→ INSTRUCTIONS FOR THE TASK:
From the entries below, please output exactly the lines starting at the one containing "Indicate the green" and ending at the one containing "Target: out-of-focus grass", both included.

→ DATA SHOWN:
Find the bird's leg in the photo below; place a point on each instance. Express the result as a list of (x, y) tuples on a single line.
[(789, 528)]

---

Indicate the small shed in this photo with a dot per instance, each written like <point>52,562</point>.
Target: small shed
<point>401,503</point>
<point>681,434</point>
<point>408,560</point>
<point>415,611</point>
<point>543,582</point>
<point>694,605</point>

---

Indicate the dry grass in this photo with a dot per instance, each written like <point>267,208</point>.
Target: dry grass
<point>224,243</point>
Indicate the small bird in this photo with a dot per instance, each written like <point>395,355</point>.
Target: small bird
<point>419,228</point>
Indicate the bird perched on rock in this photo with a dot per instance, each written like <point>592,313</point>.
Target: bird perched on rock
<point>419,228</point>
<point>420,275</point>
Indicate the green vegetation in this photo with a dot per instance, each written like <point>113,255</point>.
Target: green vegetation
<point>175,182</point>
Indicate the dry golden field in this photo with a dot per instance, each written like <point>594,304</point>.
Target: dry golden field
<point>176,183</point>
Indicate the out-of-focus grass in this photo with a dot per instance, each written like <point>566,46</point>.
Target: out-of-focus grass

→ SOLVED PROBLEM:
Indicate the green vegetation in this photo with a dot per instance, each written like <point>113,255</point>.
Target: green vegetation
<point>175,182</point>
Indicate the dry golden field in this photo with a dot per instance, each written like <point>594,304</point>.
Target: dry golden field
<point>176,183</point>
Indicate the out-of-focus grass in this photo with a dot per instance, each written like <point>566,46</point>.
Target: out-of-focus grass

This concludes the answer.